Find every line in the records below that contains the string "dark" and copy each of those lines. The match is case-sensitive.

________________________

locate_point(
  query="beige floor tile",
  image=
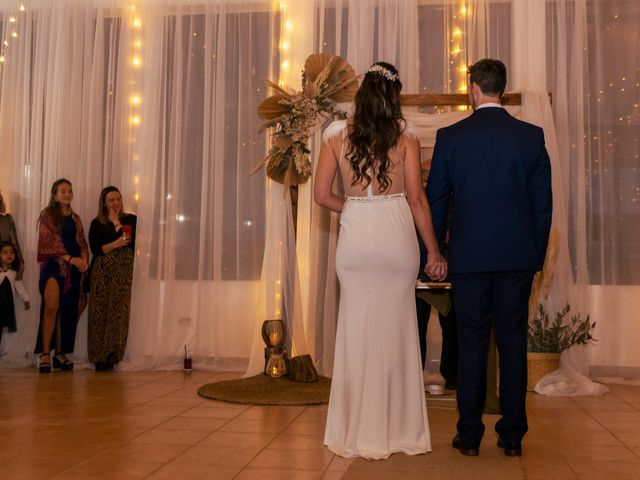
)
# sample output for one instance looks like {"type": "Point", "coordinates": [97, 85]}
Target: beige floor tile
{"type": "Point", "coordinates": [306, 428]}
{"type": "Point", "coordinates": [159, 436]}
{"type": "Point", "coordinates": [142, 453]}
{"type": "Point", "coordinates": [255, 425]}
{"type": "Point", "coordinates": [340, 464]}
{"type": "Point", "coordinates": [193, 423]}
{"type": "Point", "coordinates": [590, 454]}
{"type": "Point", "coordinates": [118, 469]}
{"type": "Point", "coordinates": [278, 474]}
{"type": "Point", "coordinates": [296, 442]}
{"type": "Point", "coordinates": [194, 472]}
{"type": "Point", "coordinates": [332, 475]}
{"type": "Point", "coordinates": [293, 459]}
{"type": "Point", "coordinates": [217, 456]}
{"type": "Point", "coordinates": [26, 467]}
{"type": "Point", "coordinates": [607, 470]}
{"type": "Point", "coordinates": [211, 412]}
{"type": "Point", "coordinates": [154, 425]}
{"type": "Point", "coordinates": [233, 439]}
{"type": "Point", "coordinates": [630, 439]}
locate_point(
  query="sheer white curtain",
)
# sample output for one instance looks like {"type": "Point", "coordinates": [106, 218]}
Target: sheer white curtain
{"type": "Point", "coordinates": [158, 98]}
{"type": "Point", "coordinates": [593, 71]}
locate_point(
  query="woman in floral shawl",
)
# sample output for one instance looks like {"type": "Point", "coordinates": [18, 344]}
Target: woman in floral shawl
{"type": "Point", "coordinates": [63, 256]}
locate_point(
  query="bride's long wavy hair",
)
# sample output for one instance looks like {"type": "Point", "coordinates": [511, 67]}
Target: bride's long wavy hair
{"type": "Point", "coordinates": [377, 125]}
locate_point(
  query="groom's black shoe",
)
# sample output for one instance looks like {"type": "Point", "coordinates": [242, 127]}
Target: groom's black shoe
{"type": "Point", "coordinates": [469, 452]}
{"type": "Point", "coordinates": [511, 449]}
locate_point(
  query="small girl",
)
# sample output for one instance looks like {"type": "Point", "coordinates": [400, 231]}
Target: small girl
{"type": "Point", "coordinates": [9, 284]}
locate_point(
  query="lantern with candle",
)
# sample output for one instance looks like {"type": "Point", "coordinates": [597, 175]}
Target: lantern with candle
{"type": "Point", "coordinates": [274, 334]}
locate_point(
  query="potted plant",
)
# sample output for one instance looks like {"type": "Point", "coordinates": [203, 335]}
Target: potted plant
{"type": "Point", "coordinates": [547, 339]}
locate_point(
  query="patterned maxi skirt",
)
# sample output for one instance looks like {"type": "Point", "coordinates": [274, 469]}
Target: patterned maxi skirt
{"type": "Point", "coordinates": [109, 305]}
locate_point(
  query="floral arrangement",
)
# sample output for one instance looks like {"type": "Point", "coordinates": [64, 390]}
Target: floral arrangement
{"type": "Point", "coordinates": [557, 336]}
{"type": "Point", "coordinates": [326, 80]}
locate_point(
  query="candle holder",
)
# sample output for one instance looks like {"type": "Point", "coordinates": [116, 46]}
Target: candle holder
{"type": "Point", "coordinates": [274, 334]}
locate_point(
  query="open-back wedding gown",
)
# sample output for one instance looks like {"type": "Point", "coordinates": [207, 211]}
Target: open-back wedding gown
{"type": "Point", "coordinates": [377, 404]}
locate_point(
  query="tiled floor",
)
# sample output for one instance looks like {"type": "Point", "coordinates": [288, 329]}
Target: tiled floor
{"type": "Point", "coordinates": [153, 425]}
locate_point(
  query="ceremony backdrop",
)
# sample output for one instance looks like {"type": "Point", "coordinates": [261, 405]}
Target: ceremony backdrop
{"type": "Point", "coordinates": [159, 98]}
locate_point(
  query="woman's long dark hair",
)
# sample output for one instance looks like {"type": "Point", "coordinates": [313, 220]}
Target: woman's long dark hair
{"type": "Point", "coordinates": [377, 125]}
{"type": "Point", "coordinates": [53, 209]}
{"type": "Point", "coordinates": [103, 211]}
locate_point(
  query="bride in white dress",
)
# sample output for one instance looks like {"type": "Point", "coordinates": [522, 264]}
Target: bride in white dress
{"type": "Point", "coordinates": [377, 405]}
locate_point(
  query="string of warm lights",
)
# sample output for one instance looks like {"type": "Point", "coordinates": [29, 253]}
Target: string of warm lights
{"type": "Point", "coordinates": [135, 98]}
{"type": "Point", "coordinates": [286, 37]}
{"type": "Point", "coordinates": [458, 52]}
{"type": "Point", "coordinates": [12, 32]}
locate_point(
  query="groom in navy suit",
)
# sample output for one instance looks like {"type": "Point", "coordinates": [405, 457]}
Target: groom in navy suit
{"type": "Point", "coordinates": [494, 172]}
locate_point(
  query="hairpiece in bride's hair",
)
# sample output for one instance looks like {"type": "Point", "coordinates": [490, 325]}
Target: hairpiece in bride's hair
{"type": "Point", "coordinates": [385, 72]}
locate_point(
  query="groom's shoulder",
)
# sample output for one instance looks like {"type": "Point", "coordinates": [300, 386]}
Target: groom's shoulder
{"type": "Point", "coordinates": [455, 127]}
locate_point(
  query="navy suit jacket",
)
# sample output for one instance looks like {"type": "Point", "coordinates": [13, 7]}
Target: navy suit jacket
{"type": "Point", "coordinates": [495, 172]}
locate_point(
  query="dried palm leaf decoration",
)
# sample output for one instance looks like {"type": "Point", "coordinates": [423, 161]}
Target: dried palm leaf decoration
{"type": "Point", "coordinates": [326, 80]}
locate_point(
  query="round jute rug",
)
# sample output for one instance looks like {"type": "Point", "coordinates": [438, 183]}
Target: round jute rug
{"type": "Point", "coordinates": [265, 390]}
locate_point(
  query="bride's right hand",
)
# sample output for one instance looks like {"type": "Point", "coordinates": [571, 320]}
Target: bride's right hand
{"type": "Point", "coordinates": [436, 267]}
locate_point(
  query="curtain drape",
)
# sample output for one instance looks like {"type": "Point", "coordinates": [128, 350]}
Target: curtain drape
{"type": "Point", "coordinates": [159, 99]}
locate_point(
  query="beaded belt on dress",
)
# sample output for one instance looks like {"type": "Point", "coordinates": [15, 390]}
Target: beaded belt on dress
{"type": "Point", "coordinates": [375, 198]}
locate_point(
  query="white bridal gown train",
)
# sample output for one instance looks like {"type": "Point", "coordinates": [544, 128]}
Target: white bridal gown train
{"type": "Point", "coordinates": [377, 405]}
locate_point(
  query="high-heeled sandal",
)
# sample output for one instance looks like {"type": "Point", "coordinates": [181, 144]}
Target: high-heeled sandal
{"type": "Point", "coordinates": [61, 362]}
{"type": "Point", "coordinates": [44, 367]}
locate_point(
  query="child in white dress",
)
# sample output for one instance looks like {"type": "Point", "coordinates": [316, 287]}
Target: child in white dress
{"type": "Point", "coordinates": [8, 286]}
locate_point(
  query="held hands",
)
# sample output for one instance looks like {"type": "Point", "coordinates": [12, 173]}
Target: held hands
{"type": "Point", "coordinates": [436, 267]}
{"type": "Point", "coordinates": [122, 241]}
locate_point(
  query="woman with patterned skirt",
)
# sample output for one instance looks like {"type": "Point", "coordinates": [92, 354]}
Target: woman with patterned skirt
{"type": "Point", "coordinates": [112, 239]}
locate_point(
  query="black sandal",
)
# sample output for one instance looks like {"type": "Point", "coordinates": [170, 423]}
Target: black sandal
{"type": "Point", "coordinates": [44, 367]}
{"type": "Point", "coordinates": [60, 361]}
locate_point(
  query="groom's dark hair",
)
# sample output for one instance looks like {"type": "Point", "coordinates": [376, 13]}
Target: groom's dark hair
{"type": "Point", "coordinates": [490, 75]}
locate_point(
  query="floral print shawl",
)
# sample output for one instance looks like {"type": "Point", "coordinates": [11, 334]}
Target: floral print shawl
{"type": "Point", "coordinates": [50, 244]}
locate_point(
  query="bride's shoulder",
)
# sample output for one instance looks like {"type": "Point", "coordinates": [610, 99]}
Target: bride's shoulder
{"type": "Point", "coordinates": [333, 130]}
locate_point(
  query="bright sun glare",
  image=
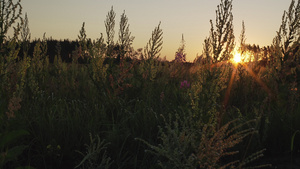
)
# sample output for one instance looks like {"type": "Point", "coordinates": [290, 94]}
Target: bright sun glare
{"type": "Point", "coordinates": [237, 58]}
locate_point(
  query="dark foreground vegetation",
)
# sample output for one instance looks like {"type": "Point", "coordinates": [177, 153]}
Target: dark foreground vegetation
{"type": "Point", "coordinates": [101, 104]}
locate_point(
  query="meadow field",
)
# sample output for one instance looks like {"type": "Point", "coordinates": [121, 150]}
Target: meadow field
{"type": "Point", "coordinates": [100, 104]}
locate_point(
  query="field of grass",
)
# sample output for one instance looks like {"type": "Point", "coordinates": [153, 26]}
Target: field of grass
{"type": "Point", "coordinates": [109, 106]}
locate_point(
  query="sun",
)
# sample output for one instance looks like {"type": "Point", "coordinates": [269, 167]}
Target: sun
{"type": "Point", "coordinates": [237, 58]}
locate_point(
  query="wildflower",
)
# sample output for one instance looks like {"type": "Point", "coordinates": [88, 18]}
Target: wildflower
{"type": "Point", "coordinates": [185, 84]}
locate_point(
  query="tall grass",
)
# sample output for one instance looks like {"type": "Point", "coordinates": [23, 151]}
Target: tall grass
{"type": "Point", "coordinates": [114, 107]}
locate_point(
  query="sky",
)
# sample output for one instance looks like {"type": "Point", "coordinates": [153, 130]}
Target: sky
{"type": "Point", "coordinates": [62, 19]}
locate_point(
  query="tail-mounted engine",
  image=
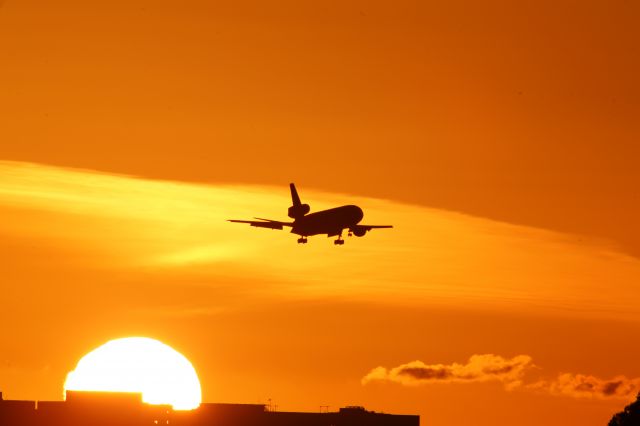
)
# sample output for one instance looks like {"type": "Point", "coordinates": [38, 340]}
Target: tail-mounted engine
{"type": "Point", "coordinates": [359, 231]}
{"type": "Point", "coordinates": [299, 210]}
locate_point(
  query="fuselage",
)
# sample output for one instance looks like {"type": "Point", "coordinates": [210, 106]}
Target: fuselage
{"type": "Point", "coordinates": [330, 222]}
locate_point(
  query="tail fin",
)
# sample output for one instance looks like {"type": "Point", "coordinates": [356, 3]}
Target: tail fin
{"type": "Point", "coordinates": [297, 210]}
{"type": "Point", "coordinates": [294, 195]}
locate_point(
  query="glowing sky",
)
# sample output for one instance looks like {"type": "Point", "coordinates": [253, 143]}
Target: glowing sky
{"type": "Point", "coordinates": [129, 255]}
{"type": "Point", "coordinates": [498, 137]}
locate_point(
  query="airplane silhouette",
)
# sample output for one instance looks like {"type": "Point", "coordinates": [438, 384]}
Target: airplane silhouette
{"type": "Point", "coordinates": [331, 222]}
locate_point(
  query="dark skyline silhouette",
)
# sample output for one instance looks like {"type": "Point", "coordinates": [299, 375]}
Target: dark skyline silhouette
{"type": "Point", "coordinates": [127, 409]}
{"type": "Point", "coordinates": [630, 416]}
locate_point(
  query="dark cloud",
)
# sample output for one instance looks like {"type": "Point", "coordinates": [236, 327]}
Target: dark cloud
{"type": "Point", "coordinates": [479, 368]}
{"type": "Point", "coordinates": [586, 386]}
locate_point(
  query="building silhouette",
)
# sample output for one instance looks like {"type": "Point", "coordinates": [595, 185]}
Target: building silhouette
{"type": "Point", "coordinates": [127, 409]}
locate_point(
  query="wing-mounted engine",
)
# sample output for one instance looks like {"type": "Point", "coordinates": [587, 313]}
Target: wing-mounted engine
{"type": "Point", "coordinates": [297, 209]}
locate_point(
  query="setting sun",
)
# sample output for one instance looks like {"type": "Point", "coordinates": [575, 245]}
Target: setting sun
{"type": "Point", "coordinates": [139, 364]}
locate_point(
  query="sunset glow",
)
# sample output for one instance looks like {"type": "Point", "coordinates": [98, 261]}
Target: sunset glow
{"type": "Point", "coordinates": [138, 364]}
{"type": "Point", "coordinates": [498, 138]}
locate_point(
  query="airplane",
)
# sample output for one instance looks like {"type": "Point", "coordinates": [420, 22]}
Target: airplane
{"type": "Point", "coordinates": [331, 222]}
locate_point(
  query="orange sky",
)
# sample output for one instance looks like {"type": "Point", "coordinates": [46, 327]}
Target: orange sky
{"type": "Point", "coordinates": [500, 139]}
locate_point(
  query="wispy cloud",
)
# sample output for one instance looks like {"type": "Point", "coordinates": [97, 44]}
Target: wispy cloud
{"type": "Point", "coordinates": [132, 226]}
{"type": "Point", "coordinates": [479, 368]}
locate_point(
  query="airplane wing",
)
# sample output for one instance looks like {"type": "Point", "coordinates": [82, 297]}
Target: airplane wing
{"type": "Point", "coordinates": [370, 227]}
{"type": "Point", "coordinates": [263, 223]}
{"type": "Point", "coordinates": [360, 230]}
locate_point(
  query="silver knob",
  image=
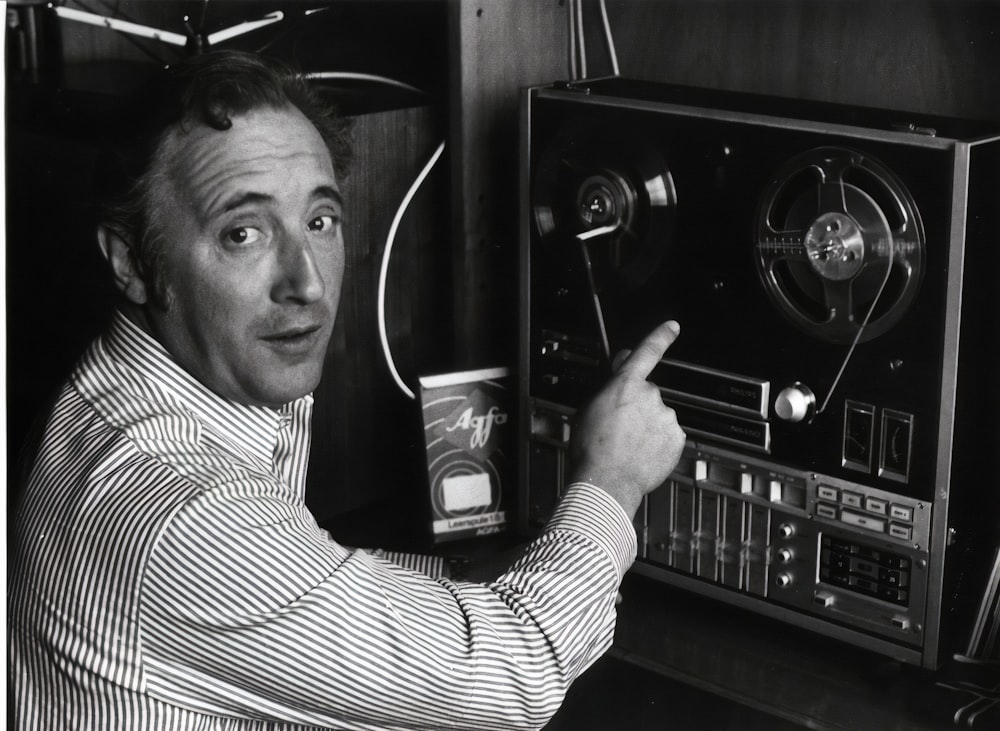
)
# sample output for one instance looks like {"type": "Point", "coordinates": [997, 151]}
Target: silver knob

________________________

- **Written solution**
  query="woman's long dark hair",
Target: woman's long dark hair
  query="groom's dark hair",
Target: groom's dark hair
  query="dark foreground vegetation",
Target: dark foreground vegetation
  query="dark skyline silhouette",
Target: dark skyline silhouette
  query="dark cloud",
Target: dark cloud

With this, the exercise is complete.